Problem
Read through the data below and state how many of its lines contain the word "hair", adding nothing.

Data for this exercise
══════════════════════════════

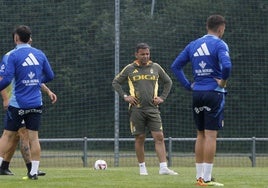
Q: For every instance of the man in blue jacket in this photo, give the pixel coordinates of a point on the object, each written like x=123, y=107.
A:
x=26, y=69
x=211, y=67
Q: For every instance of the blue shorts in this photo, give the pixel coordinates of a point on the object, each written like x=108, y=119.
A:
x=208, y=108
x=16, y=117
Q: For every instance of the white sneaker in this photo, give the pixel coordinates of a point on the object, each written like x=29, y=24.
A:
x=143, y=171
x=167, y=171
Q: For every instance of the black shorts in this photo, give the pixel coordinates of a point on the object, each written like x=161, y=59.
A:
x=208, y=108
x=15, y=116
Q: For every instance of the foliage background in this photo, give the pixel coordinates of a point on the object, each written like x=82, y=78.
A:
x=78, y=38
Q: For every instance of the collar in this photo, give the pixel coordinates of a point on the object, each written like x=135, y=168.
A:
x=137, y=63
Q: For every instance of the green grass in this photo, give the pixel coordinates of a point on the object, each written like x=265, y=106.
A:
x=128, y=177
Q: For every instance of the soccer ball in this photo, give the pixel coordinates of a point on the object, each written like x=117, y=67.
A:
x=100, y=165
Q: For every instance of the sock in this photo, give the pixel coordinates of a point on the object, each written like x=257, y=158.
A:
x=163, y=165
x=1, y=160
x=29, y=166
x=207, y=171
x=142, y=165
x=35, y=166
x=199, y=170
x=5, y=165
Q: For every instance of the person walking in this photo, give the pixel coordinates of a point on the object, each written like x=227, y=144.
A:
x=211, y=67
x=22, y=135
x=142, y=76
x=27, y=68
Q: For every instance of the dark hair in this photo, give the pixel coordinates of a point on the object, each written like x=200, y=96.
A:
x=214, y=21
x=24, y=32
x=142, y=46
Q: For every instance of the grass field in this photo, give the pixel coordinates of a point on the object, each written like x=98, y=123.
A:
x=129, y=178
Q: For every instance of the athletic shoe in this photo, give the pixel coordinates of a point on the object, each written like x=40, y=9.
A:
x=201, y=182
x=167, y=171
x=30, y=177
x=5, y=172
x=213, y=183
x=143, y=171
x=41, y=173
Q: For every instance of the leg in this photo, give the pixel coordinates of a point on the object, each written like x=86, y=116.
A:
x=210, y=146
x=139, y=147
x=4, y=169
x=24, y=145
x=35, y=151
x=160, y=149
x=199, y=154
x=6, y=143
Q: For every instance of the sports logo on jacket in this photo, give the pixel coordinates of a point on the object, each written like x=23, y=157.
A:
x=202, y=50
x=30, y=61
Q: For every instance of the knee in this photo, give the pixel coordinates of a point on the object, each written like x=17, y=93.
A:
x=140, y=138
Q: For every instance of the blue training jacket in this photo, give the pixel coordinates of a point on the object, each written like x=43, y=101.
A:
x=27, y=68
x=210, y=59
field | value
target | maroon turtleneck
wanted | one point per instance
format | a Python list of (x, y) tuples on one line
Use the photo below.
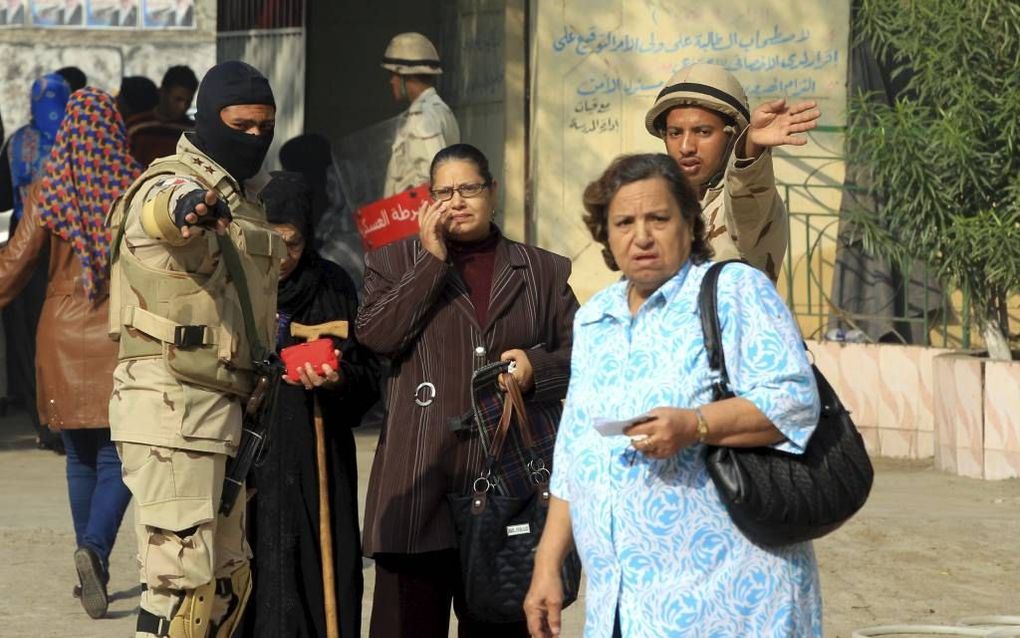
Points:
[(474, 261)]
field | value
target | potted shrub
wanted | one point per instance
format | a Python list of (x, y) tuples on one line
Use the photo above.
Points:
[(944, 159)]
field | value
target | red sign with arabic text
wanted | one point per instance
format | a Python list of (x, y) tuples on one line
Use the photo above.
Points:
[(389, 219)]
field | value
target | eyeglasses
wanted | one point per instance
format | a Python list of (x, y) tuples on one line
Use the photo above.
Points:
[(465, 191)]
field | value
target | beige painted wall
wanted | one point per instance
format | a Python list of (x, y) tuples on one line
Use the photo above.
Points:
[(598, 64)]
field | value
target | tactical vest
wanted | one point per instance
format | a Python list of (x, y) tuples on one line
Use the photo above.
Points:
[(194, 322)]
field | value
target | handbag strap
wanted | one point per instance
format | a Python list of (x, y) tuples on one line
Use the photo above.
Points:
[(513, 402), (709, 311)]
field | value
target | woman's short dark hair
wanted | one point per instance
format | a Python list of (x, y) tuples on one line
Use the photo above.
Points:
[(462, 152), (627, 169)]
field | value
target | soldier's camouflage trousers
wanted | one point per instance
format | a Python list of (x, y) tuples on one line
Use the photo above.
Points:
[(183, 545)]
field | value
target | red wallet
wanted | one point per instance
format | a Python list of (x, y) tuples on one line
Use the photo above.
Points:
[(318, 353)]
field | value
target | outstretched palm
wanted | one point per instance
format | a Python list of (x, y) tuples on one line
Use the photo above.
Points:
[(775, 124)]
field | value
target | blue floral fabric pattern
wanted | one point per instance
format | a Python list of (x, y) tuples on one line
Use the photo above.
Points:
[(654, 537)]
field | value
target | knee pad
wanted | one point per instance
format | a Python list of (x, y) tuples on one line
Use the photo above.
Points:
[(193, 617), (237, 588)]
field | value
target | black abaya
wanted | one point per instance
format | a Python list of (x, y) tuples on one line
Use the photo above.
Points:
[(284, 520)]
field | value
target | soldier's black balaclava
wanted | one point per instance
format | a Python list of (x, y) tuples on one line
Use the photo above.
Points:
[(225, 85)]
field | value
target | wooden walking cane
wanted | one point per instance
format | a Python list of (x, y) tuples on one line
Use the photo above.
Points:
[(311, 333)]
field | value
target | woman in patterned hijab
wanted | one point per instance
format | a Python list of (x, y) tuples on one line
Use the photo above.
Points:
[(88, 168)]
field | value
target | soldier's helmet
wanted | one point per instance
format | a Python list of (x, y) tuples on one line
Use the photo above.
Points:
[(708, 86), (411, 54)]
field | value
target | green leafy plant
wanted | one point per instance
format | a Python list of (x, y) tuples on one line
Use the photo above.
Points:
[(945, 157)]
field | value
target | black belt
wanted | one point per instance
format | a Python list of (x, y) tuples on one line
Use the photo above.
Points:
[(152, 624)]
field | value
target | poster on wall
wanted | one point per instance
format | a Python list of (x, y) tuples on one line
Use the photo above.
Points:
[(57, 12), (12, 12), (113, 13), (168, 13)]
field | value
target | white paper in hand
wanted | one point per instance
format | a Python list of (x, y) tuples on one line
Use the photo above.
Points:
[(609, 428)]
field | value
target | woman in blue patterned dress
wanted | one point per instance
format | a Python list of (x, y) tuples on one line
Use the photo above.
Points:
[(662, 556)]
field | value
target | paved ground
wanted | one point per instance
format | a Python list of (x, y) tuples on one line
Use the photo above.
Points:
[(928, 547)]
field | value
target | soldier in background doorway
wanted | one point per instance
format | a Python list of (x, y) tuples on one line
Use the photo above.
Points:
[(427, 126)]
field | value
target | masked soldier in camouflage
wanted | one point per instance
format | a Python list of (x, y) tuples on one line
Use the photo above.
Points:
[(185, 362), (724, 149)]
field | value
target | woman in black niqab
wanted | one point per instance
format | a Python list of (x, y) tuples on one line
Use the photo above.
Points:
[(284, 516)]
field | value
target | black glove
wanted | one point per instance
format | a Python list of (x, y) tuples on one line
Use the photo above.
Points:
[(186, 205)]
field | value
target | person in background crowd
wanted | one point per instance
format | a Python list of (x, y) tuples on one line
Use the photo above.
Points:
[(138, 97), (456, 297), (176, 91), (725, 151), (88, 167), (427, 126), (20, 166), (284, 517), (172, 292), (661, 553), (75, 77), (155, 132)]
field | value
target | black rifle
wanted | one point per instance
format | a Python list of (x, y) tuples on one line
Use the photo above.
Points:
[(259, 412), (267, 372)]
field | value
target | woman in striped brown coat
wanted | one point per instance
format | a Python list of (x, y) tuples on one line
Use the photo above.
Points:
[(458, 296)]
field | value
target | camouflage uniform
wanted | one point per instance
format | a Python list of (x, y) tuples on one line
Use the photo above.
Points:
[(175, 409), (745, 216), (425, 128)]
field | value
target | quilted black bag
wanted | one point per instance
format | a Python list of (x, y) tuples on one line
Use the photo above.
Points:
[(498, 532), (775, 497)]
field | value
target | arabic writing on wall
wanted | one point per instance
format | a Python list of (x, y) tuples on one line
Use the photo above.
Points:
[(594, 115), (788, 59), (595, 42), (606, 85)]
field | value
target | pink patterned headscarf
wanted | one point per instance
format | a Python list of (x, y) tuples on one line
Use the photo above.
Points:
[(88, 168)]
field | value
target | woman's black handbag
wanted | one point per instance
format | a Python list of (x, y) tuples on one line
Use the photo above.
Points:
[(497, 533), (775, 497)]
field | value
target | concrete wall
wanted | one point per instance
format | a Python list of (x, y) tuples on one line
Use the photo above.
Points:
[(105, 56), (599, 64)]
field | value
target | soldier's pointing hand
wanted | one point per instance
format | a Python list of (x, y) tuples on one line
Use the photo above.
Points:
[(200, 209)]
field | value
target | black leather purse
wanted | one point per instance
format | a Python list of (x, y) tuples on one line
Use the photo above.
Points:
[(498, 533), (775, 497)]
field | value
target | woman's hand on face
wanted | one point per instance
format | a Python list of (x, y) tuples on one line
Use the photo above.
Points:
[(311, 380), (544, 602), (669, 431), (432, 221), (522, 371)]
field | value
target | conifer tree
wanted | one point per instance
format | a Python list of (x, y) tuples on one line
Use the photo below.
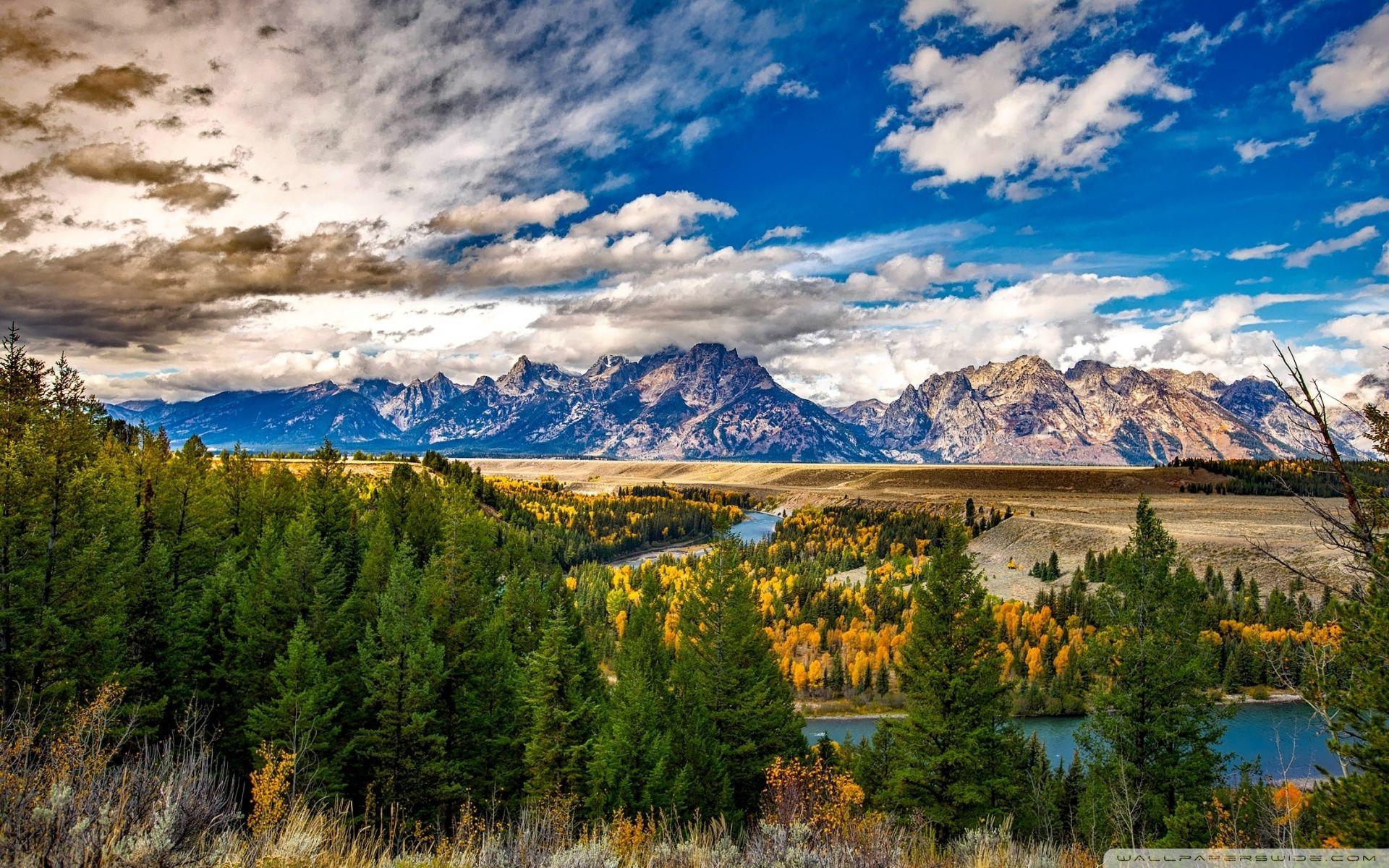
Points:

══════════════════════════════

Written reply
2